— WHAT THIS TASK INVOLVES —
Your task is to extract every entry that follows word for word while excluding the pictures.

— ITEMS —

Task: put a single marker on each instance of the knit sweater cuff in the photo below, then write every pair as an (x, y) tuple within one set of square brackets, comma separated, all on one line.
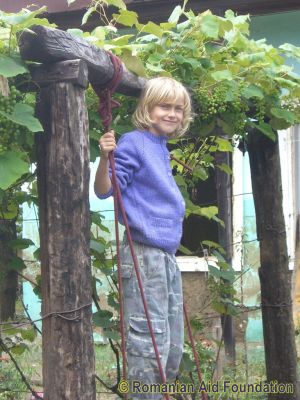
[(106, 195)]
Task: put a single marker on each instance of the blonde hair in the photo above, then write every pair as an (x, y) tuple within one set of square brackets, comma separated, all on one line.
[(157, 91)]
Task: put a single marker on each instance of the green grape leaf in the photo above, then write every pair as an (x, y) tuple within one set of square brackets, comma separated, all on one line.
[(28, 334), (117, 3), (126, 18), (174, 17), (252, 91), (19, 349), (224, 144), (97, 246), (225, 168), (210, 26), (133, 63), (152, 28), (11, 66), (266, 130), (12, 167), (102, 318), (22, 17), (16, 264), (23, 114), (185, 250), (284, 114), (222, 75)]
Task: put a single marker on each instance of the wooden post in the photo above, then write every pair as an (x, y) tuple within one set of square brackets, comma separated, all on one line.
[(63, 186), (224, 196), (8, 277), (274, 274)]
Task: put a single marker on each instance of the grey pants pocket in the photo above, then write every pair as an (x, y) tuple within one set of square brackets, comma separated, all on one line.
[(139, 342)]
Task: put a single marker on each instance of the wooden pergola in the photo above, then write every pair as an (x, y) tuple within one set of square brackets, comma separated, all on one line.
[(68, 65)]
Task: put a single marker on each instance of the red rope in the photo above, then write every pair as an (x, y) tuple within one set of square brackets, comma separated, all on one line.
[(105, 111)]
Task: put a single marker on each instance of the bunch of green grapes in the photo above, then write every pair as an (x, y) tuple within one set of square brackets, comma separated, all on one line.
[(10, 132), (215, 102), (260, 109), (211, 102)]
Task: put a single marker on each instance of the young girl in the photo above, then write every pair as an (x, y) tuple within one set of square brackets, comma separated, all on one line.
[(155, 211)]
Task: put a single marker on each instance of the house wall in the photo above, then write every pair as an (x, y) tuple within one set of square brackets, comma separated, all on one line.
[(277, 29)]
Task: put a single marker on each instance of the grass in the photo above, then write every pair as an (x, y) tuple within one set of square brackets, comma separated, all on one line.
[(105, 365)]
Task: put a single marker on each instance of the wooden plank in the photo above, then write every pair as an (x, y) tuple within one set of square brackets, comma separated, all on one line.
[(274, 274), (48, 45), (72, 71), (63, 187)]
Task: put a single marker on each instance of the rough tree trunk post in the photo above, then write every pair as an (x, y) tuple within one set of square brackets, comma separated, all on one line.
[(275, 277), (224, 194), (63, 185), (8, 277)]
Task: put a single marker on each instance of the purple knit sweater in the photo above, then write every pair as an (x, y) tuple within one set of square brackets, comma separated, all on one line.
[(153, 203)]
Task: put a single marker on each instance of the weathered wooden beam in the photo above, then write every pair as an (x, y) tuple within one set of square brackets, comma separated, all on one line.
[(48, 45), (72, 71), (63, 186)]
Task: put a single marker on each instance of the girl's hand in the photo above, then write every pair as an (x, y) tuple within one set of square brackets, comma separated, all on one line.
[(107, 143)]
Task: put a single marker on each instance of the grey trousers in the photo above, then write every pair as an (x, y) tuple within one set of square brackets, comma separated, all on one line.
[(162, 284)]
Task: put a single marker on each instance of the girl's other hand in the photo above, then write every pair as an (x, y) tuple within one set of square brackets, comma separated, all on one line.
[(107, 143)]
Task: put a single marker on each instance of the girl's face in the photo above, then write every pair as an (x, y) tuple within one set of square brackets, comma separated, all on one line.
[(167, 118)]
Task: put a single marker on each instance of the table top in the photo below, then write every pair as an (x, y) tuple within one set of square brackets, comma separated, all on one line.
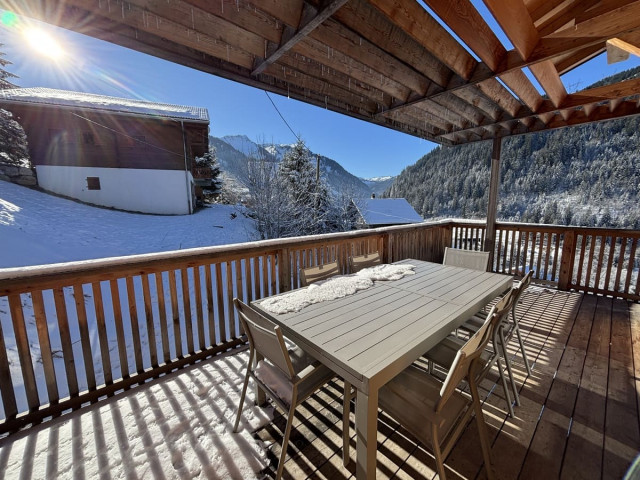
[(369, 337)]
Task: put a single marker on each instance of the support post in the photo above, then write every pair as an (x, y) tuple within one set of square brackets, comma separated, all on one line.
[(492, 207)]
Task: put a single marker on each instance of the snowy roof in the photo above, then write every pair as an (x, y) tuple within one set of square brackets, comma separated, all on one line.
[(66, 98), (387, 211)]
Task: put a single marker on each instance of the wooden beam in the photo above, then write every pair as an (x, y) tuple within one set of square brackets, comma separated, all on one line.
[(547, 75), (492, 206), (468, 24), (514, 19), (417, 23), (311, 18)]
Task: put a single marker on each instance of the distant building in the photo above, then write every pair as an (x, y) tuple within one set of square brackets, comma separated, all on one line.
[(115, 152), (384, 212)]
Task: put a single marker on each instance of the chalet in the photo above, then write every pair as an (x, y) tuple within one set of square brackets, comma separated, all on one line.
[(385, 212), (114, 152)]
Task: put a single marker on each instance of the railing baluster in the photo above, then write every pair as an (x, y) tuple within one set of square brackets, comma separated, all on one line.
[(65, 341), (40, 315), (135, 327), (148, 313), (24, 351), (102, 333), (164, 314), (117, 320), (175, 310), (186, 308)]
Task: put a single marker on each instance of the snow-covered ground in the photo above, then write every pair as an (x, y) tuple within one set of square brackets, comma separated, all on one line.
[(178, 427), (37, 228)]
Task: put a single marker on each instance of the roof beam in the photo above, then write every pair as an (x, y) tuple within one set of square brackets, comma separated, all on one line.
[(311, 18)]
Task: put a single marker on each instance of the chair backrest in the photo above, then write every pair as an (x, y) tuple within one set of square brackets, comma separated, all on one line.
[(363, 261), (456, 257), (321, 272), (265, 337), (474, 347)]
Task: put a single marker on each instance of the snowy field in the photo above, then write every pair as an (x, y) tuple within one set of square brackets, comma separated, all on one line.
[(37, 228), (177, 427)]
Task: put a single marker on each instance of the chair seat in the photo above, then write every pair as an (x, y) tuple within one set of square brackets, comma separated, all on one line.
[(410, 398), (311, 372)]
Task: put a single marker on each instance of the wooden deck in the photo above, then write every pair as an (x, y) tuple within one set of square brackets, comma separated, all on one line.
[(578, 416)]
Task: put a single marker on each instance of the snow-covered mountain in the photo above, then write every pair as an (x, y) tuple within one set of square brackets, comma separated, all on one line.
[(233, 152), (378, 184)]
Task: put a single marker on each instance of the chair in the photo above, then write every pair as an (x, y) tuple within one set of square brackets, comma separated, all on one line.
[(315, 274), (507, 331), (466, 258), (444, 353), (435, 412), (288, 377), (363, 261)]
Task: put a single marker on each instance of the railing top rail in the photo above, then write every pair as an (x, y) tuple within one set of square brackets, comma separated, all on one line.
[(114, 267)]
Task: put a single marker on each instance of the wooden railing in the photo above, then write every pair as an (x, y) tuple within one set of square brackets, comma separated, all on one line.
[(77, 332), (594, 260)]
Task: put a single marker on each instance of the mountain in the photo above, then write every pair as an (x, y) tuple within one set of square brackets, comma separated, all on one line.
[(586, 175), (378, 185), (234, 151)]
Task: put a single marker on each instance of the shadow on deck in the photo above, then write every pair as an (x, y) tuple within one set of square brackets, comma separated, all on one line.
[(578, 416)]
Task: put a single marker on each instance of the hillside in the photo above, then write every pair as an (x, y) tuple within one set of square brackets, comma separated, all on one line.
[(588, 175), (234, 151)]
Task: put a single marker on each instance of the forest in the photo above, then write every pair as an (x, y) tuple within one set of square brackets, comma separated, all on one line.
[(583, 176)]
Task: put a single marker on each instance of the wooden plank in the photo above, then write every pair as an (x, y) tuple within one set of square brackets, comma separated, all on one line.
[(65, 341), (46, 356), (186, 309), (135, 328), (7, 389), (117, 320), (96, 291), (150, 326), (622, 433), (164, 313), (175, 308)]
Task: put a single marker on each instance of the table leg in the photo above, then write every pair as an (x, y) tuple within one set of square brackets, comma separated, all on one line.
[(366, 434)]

— OUTPUT —
Task: put a single marker on each instance of the knit sweater cuff in the photo below, then write every pair as an (x, y) tuple within one set of square brackets, comma separated, all on one line.
[(106, 195)]
Task: put a single marker on each instance of the blonde hair in the photo above, then write every pair as an (x, y) tuple within one set of square brackets, comma separated, all on one line.
[(157, 91)]
Task: put a single marker on each instance of the green grape leaf in the photo above, then write every pair as an (x, y) tuple within one set of square brackets, comma separated, all on one line.
[(28, 334), (117, 3), (126, 18), (174, 17), (252, 91), (19, 349), (224, 144), (97, 246), (225, 168), (210, 26), (133, 63), (152, 28), (11, 66), (266, 130), (12, 167), (102, 318), (22, 17), (16, 264), (23, 114), (185, 250), (284, 114), (222, 75)]
Task: put a single marker on each instance of the wooden post in the photo above, then write every pair as an (x, y) tuple within one set of square brackets, comma separated, all on one line.
[(63, 186), (224, 196), (8, 277), (274, 274)]
Task: put a single marker on each instance of the grey pants pocket in the photo above, then write every pair as an (x, y) tuple within one set of square brackets, comma separated, all on one line.
[(139, 342)]
Task: put a single marker on each instance of the wooden pergola in the photo above, then write every pair as an (x, y) tuple within one set of square brackets, comma separated, all on one line.
[(68, 65)]
Task: put a single marker on each instance of the red rope in the photo above, then write every pair as an (x, y) tuple within one set of square brackets, comma separated, all on one line.
[(105, 111)]
Task: put a single marker on each instance of the bunch of green grapes in the photo above, then write every pair as an (x, y) tuple within one set of square brackets, comma separated, all on one line.
[(10, 132), (215, 102), (260, 109), (211, 102)]
Task: put a single marker on each instance of the young girl in the photo above, then write every pair as an (x, y) tuple within one set of square brackets, comma separated, all on one line.
[(155, 211)]
Task: put a single marker on each instance of the house wall in the photo above, then write every pair as an (x, y) tuple within one set of square brackets, comma separated, all on one line.
[(277, 29)]
Task: put a single marker on each instance of the grass in the photo above, then write every pair as an (x, y) tuple within one set of square brackets, comma separated, all on one line.
[(105, 365)]
Task: put a single marker on each instance of the wooden plank in the photo above, then write every pair as an (x, y) tuple within one set of square brackets, comma separated, all on one line.
[(274, 274), (48, 45), (72, 71), (63, 187)]
Task: put a single marker on each instance of the rough tree trunk post in the photo above, then write every pair as an (x, y) tuple within one set of square brackets, comma separated, all on one line.
[(275, 277), (224, 194), (63, 185), (8, 277)]
Task: put a single marker on each instance of the purple knit sweater in the photo above, then write every pair as an (x, y) tuple within one set of square brackets, comma separated, all on one line.
[(153, 203)]
Task: put a single marker on each instance of the weathered wooden beam in the photo above, then write every pair as an (x, y) tuple within one set of square brackets, comma separated, all on one line.
[(48, 45), (72, 71), (63, 186)]
Task: put a single marker on each instance of the girl's hand in the photo above, then write every pair as an (x, y) tuple within one set of square brackets, comma separated, all on one line.
[(107, 143)]
Task: put a single marker on each instance of the grey trousers in the photo above, then write every pair as an (x, y) tuple within one set of square brackets, comma separated, all on one line.
[(162, 284)]
Task: put a single marker on each instance of the girl's other hand in the photo above, then write every pair as an (x, y) tuple within one set of square brackets, comma separated, all on one line.
[(107, 143)]
Task: put a single marker on each instance of the girl's face in the photo above, then write every pair as an (x, y) tuple within one set of square brackets, comma separated, all on one line.
[(167, 118)]
Task: put a single marker on each instance of the table top in the photo below, then write every pair as an (x, y) tuple within one set of square brackets, comma separated, all on one line.
[(369, 337)]
Task: put a single marker on each instance of the support post in the photo above, then write every pair as an (x, y) tuple within one set of square brackets, comma separated, all on one line.
[(492, 207)]
Task: put a single marker on each instance of the snowy roof in the photo above, then write every pair as an (x, y) tuple within one set of square brackets, comma separated, all on one line.
[(66, 98), (387, 211)]
Task: put a single marker on each instance of the wooden beam in the photo above, then write every pair as an (x, y) tuple within one set of square brackets, comma separated, all on one line.
[(547, 75), (492, 206), (468, 24), (514, 19), (417, 23), (311, 18)]
Task: put a single marker on each instance of the distant building in the photo above, then write every pair as an (x, y) tuple within one set of square brackets, comma separated, all on one line.
[(115, 152), (384, 212)]
Task: put a single marker on each instance of the chalet in the photo above, then write every pair as an (x, y) tuple within one set of square brackets, comma separated, all on one line.
[(385, 212), (114, 152)]
Task: put a single marker on each instance of the railing baluster in the photo above, then write every pair as an (x, y) tuple within one set of square brackets, comma separated, all on one line.
[(65, 341), (40, 315), (135, 327), (148, 313), (24, 351), (102, 333), (164, 314), (117, 320), (175, 310), (186, 308)]
Task: put a single marker on each instance of the snow-covered ground in the photo above, then write every pair as an (x, y) tuple within one set of square brackets, comma separated, all on one line.
[(178, 427), (37, 228)]
Task: put a single marker on each instance of the roof beam in the photo above, then write every pair as an (x, y) tuple within one set of square brackets, comma separated, all on one line.
[(311, 18)]
Task: put a single marker on each instance of the chair backrest in the photo above, then write every pair as an (x, y) tuple within one set of square brackets, comma separated, all on one line.
[(363, 261), (456, 257), (321, 272), (265, 337), (474, 347)]
Task: put a single marker on each instance of the snowy field in the photo above, then write every pair as an (x, y) tuple within one set of square brackets, comma separated, all on one line.
[(37, 228), (177, 427)]
Task: put a single marker on each instance of the chair seat in the photo above, then write every pair as an (x, y) tuple within one set of square brackets, comma separated, all on one line.
[(410, 398), (311, 372)]
Task: put a single marker on each instance of the wooden deck in the photo above, then write every pair as an (x, y) tuple within one set of square brackets, comma separated, all on one line.
[(578, 416)]
Task: put a single marker on each instance of the snow-covered mountain in the photo above, then write every pair as an (x, y) tuple within one set of square brackets, comma separated, all on one line.
[(233, 152), (378, 184)]
Task: put a single marker on each instance of the chair in the photo above, then write every pair as an (x, y) tuple within one set of square brackets, comma separated, all on one line.
[(315, 274), (507, 331), (466, 258), (444, 353), (435, 412), (288, 377), (363, 261)]
Task: put a single marker on each instance of the railing top rail in the photo above, then write every pair as an (x, y) tuple within one set of square brackets, comma separated, all on one line.
[(114, 267)]
Task: put a single marker on each instance of the wooden railing in the photo above, then write every pair as an (x, y) tuple within one set of square brackets, comma separated, all on one line.
[(77, 332), (594, 260)]
Task: put a single marker on each instance of the mountain in the photo above, then write every pair as an (x, y) tuple within one set of square brackets, comma separated, all on one line.
[(586, 175), (378, 185), (234, 151)]
Task: put a single marker on each instance of the shadow on deck in the photo above, then write every pair as an (x, y) tuple within one set of square brackets, comma separated, all on one line.
[(578, 416)]
Task: put a single marker on each instance of the hillside in the photo above, then write every pair as an (x, y) tuple within one set of square brackets, comma separated, all on one line.
[(588, 175), (234, 151)]
Task: put a single marker on each instance of the forest in the photo above, then write every pair as an (x, y) tuple within one set of square brackets, comma separated, all on one line.
[(583, 176)]
Task: put a single marker on each instance of the wooden plank in the photo above, then write every pair as an (x, y) tuple within one set of square brackets, comma separated, all on one line.
[(65, 341), (46, 356), (186, 309), (135, 328), (7, 389), (117, 320), (96, 291), (150, 326), (622, 433), (164, 313), (175, 308)]
Task: put a single marker on each instance of the table leg in the photo above, then write every pair as an (x, y) tuple within one set of square brackets, comma separated, all on one line.
[(366, 434)]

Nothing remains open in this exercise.